## Page excerpt
● ● ●
After 5 1/2 hours in the car and several fast food pitstops (blech!), we were starving for some real food by the time we arrived in San Francisco.
Our host, my good old friend from way-back-when, knows me sooo well: knowing what we'd be craving, she took us to go see another good old friend, Ebisu, a cozy sushi bar/Japanese restaurant in SF's Sunset District. Ebisu is a local fave so we arrived early--6:15-ish--to avoid the long wait that this place is notorious for (last time we came we waited over an hour). Lucky for us that we were seated immediately 'cause in the few minutes we spent deciding what to order, their waiting area was already filling up.
First up, assorted nigiri sushi. Isaac fulfilled his usual shrimp fetish with ebi, and we all split some hamachi (yellowtail) and albacore. Fish was melt-in-your-mouth fresh but the rice was just a tad too sweet. Someone must've gone a little too crazy with the sugar back there.
Ebisu's Nigiri Sushi
I've kind of steered myself away from sushi rolls lately because of my penchance for sashimi and nigiri, but Ebisu's rolls are consistently good, so I thought what the heck. We ended up with some cute and artfully presented rolls with equally cute names: Spider (well you might have heard that one before), Tokyo Tower, and 49er. The "fried-stuff" rolls, the soft-shell crab Spider and the shrimp tempura Tokyo Tower were beautifully arranged in a round lacquered tray with an orchid in the middle. They were good too. The soft shell crab was fried to perfection, crispy, but still retained that slightly bitter crab innards taste which I happen to love. Both rolls had avocado, cucumber and tobiko (smelt egg) which balanced the fried stuff out perfectly. I don't know why they call their shrimp tempura rolls "Tokyo Tower"...maybe it's because the little shrimp stumps stick out of the roll like towers? Oh well, we'll give them an "A" for creativity.
● ● ●
## Data extract
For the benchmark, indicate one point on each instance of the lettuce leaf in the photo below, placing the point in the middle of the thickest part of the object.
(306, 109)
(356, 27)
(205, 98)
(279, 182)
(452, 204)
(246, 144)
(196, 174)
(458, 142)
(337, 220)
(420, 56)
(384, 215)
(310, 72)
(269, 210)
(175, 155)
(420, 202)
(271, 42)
● ● ●
## Instructions
1. In the Ebisu review, what did the writer think was wrong with the nigiri sushi?
2. Echo the Ebisu review from "After 5 1/2" to "already filling up.".
3. Decide whether each statement agrees with the Ebisu review, answering yes or no and quoting the words that settle it: (a) On this visit the group waited over an hour for a table. (b) The Spider and Tokyo Tower rolls came on a round lacquered tray with an orchid in the middle. (c) Both of those rolls contained avocado, cucumber and tobiko.
The listing is separate material from the Ebisu review.

## Expected answers
1. The rice was a tad too sweet.

2.
After 5 1/2 hours in the car and several fast food pitstops (blech!), we were starving for some real food by the time we arrived in San Francisco.
Our host, my good old friend from way-back-when, knows me sooo well: knowing what we'd be craving, she took us to go see another good old friend, Ebisu, a cozy sushi bar/Japanese restaurant in SF's Sunset District. Ebisu is a local fave so we arrived early--6:15-ish--to avoid the long wait that this place is notorious for (last time we came we waited over an hour). Lucky for us that we were seated immediately 'cause in the few minutes we spent deciding what to order, their waiting area was already filling up.

3.
(a) No: "Lucky for us that we were seated immediately"
(b) Yes: "were beautifully arranged in a round lacquered tray with an orchid in the middle"
(c) Yes: "Both rolls had avocado, cucumber and tobiko (smelt egg)"